*Consignes:*
1. D'après le texte sur le 737 MAX, avec quel groupe russe Safran est-il motoriste du Sukhoï Superjet 100 ?
2. Rédigez la suite du texte sur le 737 MAX à partir de sa dernière phrase.

++++ Texte fourni ++++

Je ne pense pas. Le 737 MAX est un très bon avion. Ce que je crains le plus, pour être honnête, c'est la médiatisation de petits problèmes qui arrivent régulièrement sur les avions sans que personne n'y prête attention, mais qui, pour le 737 MAX pourrait prendre des proportions totalement démesurées.

Avant l'accident du 737 MAX, Boeing planchait sur un « New Midsize Aircraft » ou « NMA », un avion doté d'un rayon d'action de 5. 000 miles nautiques (9 .260 kilomètres) pour occuper le marché des avions de 220 à 280-300 sièges environ. La crise du 737 MAX et le lancement par Airbus d'un avion, l'A321XLR, sur ce marché remettent-ils en cause ce projet selon vous ?
La priorité numéro un de Boeing, c'est la remise en vol du 737 MAX, même si je pense que les travaux de pré-développement du « NMA » continuent. En tant que motoriste potentiel sur ce programme, il est clair que nous avons un peu moins de pression qu'en début d'année. La pré-sélection du moteur aurait déjà dû avoir eu lieu. Elle a été retardée et tout le monde comprend pourquoi.

En début d'année, alors qu'Airbus nourrissait l'ambition de produire jusqu'à 70 appareils, contre 60 aujourd'hui et 63 en 2021, vous aviez dit que vous aviez moins de pression pour augmenter les cadences de production. Est-ce toujours le cas ?
Ce n'est pas à moi d'en parler, mais à l'avionneur. Ce que je peux vous dire, c'est que nous avons trouvé un accord de principe pour aider nos clients à continuer d'augmenter leurs cadences.

Après l'accident en mai, à Moscou, d'un Sukhoï Superjet 100, pensez-vous que ce programme sur lequel Safran est le motoriste avec le groupe russe NPO Saturn est fini ?
Il n'est pas fini, parce que les Russes le font vivre.

Mais après ce nouvel accident ?

++++ Données fournies ++++

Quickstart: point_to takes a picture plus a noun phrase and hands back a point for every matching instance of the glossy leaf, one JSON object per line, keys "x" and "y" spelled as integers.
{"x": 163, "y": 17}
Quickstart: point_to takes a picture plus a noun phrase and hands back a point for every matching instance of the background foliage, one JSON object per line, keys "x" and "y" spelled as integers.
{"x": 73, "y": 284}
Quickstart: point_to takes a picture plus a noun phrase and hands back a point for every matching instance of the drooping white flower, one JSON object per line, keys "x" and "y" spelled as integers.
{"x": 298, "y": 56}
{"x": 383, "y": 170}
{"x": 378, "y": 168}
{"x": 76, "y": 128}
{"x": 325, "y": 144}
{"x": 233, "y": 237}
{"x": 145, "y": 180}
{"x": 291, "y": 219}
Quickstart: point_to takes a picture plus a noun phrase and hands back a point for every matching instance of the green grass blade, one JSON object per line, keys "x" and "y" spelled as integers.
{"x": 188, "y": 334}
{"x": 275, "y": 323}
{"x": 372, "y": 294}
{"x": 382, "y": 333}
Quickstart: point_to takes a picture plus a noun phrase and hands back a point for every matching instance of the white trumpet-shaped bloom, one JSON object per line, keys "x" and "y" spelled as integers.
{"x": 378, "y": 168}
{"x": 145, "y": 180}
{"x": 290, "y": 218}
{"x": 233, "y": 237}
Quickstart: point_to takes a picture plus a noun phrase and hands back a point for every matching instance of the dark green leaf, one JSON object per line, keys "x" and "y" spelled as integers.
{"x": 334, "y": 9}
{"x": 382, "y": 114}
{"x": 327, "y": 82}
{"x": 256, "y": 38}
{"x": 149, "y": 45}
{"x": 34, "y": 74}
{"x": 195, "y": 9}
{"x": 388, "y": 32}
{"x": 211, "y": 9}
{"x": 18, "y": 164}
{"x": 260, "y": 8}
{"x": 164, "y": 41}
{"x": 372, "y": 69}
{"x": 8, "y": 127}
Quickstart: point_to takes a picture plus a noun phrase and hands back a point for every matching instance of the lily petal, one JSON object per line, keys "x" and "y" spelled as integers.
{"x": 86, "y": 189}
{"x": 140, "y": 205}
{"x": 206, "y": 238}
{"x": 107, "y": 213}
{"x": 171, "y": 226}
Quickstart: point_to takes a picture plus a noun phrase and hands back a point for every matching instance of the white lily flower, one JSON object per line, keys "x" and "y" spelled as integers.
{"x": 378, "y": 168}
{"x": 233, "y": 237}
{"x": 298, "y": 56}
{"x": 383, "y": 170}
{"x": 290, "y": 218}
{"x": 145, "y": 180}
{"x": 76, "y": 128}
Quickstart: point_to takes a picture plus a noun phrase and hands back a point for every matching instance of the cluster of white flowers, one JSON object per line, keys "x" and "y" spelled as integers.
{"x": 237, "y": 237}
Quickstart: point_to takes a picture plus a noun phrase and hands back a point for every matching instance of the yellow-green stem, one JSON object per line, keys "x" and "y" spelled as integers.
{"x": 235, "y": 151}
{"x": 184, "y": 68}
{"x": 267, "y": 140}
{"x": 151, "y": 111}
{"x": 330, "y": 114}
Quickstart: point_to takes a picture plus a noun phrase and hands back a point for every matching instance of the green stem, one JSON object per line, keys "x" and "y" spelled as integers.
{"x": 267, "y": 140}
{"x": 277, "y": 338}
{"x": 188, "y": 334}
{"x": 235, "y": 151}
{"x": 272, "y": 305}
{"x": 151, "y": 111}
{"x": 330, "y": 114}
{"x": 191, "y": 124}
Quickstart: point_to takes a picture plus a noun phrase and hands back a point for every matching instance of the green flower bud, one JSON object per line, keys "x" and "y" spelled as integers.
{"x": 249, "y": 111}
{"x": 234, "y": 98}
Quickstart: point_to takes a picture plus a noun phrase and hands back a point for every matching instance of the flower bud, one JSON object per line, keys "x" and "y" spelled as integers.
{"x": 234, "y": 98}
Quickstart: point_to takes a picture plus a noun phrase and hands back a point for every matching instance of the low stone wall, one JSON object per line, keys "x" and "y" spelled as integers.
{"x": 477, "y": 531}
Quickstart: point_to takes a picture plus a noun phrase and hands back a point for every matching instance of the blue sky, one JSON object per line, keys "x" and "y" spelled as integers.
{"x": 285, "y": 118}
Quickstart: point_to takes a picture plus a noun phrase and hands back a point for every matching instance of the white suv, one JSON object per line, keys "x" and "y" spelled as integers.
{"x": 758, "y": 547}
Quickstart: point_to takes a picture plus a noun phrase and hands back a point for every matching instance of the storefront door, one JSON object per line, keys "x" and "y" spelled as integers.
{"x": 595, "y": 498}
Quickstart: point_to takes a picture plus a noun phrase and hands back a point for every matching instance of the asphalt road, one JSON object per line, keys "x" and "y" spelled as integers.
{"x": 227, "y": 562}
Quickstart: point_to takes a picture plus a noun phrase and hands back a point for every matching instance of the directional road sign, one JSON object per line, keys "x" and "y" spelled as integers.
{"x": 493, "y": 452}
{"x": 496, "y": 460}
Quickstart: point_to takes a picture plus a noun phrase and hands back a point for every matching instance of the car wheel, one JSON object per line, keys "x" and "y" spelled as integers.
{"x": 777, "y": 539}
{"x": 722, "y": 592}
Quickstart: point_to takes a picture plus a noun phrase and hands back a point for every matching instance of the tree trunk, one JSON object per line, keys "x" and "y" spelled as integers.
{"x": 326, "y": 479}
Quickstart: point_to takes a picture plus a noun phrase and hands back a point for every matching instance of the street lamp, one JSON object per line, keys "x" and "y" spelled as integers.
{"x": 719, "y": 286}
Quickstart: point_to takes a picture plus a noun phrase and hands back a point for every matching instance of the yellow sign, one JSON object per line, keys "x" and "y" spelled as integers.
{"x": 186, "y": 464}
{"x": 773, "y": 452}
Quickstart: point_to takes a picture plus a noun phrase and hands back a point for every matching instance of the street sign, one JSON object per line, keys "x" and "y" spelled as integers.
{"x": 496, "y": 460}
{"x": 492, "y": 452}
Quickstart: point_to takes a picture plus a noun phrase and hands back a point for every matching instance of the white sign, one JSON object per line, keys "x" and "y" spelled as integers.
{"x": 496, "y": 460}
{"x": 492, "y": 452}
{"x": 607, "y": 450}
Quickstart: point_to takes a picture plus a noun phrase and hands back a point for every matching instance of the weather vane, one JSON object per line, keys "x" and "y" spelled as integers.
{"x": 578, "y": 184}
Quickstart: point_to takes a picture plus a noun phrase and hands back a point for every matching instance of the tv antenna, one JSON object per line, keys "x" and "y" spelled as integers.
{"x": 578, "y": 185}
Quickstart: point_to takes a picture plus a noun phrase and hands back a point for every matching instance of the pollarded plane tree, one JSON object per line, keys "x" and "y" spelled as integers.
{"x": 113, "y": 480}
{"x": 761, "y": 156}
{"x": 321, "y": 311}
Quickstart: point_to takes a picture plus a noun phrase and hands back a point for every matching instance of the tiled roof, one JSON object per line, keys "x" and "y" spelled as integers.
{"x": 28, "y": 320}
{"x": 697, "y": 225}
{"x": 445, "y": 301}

++++

*Réponses par consigne:*
1. Avec le groupe russe NPO Saturn.

2.
On ne sait pas trop. Ce programme n'a pas eu à ce jour le succès qui était espéré à l'origine.

Sur l'A400M, avez-vous mis tous les problèmes de moteur dans le rétroviseur ?
Nous avons réglé les problèmes de la « gear box ». La solution est industrialisée. Mais il reste aujourd'hui des moteurs en service qui ne sont pas encore à ce dernier standard. Notre objectif est de mettre rapidement tous les moteurs de la flotte A400M à niveau. C'est notre priorité.

Avez-vous également réglé tous les problèmes sur le réacteur Silvercrest, notamment le compresseur haute pression ?
Nous avons redéfini le compresseur haute pression, qui remplit maintenant la fonction telle qu'imaginée au départ. Il est au niveau. Cela me fait plaisir car nous sommes à l'objectif. En revanche, il reste encore beaucoup de travail à réaliser sur le programme. Nous avons encore des tas d'améliorations à aller chercher, nous n'en sommes pas encore sortis. Ce programme, qui a un client qui n'est pas pressé [Textron n'a pas encore lancé son appareil, Ndlr], prend beaucoup de temps. Nous avons toujours une Letter of Intent de la part de Textron. Mais ce qui m'intéresse dans le programme Silvercrest, c'est la R&D. C'est un programme qui a une composante R&D me permettant de maintenir ou d'améliorer mon expertise technique et technologique. Et ça c'est très important pour moi. Les progrès sont bons au niveau technique, mais est-ce que ce sera un grand succès commercial ? Je n'en sais rien, c'est beaucoup trop tôt.

Êtes-vous convaincu d'avoir le savoir-faire et les hommes pour développer ce moteur ?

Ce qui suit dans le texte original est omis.